**Excerpt provided**
=======
AIB’s branch closures will see it earn property windfall

Bank declines to say how many of the branches it owns but says ‘some’ are freehold

The AIB bank branch on 37/38 O’ Connell Street in Dublin, which is set to close on December 3rd. Photograph: Dara Mac Dónaill

The AIB bank branch on 37/38 O’ Connell Street in Dublin, which is set to close on December 3rd. Photograph: Dara Mac Dónaill

 

On Tuesday, AIB announced plans to close 15 bank branches in Dublin and Cork by the end of this year. This is on top of about 60 AIB branches that have closed since the since the 2008 financial crash.

AIB said the decision was due to the “unrelenting shift in customer preference for digital banking over the last number of years”, a trend that has been “accelerated” by the pandemic.

Of course, much of the shift towards digital banking has been the result of AIB and the other banks forcing people online by withdrawing or rationalising counter services.
=======
**Tasks to complete**
[A] In the article on AIB's branch closures, how many branches does AIB plan to close in Dublin and Cork?
[B] From the article on AIB's branch closures, pull out the passage starting at "Of course, much" up to and including "rationalising counter services.".
[C] Extend the article on AIB's branch closures, picking up right after its last sentence.

(Stored dataset items)
=======
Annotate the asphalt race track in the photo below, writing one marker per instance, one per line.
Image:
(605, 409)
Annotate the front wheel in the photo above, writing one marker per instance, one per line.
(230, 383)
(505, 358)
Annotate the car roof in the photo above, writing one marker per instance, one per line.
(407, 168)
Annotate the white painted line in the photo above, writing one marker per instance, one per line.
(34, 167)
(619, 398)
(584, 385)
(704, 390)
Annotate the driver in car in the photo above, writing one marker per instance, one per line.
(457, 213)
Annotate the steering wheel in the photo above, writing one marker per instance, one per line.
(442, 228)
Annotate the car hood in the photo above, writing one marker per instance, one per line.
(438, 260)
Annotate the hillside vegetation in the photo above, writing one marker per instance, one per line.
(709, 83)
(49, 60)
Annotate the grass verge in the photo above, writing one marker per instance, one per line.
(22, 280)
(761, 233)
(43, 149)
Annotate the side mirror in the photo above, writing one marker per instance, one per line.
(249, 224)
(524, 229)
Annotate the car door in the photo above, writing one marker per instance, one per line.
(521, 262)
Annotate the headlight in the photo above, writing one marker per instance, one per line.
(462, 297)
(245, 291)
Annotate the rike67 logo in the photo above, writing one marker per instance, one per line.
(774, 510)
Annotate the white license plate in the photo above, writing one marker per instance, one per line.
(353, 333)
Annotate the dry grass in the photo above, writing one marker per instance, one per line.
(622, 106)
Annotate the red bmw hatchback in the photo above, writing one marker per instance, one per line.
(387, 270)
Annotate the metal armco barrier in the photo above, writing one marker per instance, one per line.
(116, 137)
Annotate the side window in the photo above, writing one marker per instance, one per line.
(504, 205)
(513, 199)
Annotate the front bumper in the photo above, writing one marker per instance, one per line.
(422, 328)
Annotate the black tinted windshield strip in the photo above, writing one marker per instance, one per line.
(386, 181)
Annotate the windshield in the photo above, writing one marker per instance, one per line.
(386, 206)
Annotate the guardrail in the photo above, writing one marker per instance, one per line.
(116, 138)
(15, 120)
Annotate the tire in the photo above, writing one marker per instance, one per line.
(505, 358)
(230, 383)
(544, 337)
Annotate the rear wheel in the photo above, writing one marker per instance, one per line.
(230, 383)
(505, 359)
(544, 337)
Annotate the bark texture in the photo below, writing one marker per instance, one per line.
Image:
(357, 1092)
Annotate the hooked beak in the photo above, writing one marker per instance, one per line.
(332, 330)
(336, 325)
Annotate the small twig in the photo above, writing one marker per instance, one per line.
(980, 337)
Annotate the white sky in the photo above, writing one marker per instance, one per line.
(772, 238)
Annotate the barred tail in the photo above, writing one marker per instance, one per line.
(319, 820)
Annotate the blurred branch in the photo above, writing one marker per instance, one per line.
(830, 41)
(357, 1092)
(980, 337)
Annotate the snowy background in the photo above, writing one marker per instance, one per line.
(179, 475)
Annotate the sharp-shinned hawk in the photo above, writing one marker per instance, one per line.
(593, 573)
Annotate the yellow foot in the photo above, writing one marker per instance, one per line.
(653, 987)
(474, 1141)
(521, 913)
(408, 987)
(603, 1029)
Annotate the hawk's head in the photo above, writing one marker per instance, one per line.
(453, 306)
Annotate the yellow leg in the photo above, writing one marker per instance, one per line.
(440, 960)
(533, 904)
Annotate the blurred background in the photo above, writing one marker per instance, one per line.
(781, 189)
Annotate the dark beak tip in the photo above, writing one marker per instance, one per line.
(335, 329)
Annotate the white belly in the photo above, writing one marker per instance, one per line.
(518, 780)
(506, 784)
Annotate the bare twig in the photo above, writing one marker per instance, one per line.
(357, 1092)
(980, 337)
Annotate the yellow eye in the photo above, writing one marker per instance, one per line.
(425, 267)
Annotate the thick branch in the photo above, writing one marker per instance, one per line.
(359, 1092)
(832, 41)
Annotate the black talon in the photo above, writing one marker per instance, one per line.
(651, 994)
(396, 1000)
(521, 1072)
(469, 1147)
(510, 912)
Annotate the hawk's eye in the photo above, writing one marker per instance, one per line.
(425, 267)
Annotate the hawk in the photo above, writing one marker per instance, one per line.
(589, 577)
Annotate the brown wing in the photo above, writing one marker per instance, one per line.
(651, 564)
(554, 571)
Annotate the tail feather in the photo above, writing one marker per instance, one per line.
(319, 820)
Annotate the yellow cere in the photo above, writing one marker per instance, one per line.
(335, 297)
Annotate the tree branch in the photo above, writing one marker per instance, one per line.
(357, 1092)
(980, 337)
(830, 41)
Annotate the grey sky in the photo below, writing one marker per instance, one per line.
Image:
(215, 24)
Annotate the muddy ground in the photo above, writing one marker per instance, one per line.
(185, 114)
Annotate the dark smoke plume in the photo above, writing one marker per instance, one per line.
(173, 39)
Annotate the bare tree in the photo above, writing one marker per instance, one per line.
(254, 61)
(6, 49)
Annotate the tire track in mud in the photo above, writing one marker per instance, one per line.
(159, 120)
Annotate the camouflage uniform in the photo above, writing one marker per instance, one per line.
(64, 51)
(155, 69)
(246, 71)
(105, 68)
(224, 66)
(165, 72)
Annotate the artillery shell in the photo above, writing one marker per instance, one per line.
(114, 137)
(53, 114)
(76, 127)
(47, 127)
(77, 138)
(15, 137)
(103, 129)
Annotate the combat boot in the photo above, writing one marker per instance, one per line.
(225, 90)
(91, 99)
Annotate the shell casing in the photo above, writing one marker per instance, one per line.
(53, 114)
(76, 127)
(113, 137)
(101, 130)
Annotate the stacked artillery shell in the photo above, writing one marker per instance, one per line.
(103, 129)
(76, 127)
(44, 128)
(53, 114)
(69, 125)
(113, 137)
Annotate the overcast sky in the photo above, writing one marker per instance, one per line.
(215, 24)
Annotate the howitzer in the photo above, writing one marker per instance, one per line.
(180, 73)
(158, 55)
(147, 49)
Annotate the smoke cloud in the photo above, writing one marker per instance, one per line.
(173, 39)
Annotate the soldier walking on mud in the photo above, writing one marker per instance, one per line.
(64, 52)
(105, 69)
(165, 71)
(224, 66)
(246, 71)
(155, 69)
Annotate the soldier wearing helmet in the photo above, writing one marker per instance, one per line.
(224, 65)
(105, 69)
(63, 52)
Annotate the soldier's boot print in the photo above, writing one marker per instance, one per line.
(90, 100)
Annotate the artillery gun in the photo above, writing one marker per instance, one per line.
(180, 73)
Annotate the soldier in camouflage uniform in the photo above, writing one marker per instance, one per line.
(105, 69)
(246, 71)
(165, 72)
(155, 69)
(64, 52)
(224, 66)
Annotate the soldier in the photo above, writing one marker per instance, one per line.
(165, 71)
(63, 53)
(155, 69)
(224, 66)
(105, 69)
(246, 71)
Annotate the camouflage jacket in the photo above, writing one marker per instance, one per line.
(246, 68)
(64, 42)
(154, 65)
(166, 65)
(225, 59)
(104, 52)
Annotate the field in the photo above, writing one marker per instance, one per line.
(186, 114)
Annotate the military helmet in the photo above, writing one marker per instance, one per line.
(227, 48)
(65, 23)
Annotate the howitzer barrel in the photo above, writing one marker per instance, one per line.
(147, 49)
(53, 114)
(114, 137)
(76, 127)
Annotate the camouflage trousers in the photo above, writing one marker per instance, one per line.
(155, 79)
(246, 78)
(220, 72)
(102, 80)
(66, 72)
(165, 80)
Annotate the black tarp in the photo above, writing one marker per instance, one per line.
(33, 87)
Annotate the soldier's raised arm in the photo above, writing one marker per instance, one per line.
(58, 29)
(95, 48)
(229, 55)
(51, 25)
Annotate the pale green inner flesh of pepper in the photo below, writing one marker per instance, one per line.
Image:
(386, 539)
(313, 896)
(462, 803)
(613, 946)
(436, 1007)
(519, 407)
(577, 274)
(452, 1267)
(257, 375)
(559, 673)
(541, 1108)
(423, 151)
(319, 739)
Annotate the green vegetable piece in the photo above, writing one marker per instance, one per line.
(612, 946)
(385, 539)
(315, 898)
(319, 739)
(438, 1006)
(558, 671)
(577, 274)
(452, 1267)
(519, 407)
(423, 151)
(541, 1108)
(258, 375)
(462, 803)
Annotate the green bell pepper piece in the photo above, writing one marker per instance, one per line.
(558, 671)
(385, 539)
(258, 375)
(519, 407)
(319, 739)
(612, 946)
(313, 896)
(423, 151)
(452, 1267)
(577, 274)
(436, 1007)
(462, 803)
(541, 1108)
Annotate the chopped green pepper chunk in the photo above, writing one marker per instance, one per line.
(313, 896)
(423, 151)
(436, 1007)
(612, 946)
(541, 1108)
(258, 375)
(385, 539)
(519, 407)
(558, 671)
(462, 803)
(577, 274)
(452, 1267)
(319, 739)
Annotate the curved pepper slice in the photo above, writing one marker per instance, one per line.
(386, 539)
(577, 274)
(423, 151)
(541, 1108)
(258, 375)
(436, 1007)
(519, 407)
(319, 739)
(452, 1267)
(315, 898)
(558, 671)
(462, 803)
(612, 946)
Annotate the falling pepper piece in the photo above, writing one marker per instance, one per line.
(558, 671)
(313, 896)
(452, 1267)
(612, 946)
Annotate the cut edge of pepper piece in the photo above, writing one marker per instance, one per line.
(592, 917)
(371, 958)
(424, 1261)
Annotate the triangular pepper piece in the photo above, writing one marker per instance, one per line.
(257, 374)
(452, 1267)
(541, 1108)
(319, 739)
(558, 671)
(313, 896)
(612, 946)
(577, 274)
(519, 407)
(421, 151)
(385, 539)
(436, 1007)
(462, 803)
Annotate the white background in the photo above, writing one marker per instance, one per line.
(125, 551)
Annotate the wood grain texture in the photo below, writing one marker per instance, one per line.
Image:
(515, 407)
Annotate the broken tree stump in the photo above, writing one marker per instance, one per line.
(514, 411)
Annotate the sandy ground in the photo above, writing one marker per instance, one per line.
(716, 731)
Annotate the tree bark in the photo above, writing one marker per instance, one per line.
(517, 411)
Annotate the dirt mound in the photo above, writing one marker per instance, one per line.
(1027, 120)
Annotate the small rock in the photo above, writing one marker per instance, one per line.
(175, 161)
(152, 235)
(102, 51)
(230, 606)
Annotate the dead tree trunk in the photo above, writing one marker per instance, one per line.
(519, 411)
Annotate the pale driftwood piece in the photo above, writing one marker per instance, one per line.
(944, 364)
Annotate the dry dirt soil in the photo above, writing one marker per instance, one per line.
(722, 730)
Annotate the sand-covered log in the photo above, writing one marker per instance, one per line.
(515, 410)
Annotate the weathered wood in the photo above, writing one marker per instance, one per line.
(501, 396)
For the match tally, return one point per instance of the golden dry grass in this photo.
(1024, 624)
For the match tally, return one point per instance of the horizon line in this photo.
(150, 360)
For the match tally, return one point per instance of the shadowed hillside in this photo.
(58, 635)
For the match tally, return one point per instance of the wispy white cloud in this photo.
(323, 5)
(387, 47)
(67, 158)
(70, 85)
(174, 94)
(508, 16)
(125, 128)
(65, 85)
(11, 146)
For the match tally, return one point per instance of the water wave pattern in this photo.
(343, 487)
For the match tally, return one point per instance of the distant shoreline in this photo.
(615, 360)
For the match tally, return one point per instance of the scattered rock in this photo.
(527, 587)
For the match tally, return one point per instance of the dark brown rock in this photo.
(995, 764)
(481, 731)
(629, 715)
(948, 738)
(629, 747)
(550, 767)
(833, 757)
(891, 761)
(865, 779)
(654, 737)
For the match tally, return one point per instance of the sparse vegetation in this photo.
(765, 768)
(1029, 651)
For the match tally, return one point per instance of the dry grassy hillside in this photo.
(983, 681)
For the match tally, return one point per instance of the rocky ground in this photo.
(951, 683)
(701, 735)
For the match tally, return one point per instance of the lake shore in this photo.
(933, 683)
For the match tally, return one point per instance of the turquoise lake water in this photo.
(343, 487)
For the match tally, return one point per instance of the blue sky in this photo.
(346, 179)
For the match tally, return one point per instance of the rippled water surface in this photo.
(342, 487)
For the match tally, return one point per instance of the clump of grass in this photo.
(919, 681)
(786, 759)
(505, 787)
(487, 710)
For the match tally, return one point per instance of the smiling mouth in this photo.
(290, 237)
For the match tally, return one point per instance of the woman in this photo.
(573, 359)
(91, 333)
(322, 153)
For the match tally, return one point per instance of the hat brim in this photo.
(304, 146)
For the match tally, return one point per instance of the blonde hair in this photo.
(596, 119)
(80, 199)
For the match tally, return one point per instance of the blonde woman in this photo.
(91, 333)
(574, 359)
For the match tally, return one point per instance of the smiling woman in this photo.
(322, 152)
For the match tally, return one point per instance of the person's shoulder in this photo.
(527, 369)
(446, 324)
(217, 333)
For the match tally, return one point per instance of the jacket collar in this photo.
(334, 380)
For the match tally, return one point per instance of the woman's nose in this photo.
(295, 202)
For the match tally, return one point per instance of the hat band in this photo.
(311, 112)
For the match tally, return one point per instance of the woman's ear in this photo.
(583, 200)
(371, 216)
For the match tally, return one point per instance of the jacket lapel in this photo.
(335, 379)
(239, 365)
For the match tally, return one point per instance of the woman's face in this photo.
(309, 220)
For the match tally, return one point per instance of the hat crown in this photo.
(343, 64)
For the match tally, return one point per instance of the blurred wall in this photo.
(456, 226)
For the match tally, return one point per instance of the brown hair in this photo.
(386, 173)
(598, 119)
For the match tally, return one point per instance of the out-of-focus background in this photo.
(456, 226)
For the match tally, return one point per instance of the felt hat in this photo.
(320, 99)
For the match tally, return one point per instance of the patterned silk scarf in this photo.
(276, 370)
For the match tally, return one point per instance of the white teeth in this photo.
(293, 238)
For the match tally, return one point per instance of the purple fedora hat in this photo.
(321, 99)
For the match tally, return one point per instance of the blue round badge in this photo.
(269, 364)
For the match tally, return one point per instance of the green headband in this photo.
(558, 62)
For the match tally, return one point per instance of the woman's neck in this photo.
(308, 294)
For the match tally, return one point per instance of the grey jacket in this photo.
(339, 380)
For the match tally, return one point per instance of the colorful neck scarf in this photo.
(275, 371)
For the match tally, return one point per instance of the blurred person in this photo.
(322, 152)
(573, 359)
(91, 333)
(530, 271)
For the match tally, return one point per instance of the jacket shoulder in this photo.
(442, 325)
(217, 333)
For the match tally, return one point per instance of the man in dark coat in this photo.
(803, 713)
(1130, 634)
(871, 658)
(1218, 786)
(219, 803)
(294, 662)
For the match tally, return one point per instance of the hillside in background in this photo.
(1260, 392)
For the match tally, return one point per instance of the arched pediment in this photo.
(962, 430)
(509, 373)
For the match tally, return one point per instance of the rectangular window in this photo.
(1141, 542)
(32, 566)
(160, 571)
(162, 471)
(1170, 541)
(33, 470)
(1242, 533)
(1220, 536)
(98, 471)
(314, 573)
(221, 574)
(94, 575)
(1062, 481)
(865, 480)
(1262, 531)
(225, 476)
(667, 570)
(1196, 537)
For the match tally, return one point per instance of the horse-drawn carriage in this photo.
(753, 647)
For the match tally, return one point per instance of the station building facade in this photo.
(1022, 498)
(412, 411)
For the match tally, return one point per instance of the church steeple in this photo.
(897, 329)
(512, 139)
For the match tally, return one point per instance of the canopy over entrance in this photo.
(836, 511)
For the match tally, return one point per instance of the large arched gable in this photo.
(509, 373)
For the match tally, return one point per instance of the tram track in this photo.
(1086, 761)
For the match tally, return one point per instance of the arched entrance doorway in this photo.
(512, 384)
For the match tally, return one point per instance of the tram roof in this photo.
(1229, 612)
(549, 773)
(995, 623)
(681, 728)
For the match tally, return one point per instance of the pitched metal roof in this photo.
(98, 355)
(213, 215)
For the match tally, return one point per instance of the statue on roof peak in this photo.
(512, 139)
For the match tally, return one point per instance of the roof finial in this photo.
=======
**Expected outputs**
[A] 15 branches, by the end of this year.

[B]
Of course, much of the shift towards digital banking has been the result of AIB and the other banks forcing people online by withdrawing or rationalising counter services.

[C]
The ultra-low interest rate environment means banks are obsessed with driving down their costs, of which staff and bricks-and-mortar branches are a key element. In 2020, AIB reduced its staff numbers by 427 to 9,193, while its bill for wages and salaries declined to €593 million from €619 million.

Yet this wage bill was still €30 million higher than in 2016, when AIB group employed 10,376 staff at the year end.

While there won’t be compulsory redundancies, closing 15 branches will obviously reduce AIB’s headcount further and trim its wage bill.

The other benefit for AIB is a financial windfall from selling the branches that it directly owns. The bank pointedly declined to say how many of the 15 branches it owns, saying only that some are “freehold and some are leasehold”, when asked the question by The Irish Times.

So it’s not clear if it directly owns the branches in Upper O’Connell Street, Donnybrook, Dalkey, Sutton and Sandyford in Dublin, or North Main Street in Cork, for example. But if it does, you’d have to imagine that there would be keen interest among pension funds, investors and developers to acquire the sites.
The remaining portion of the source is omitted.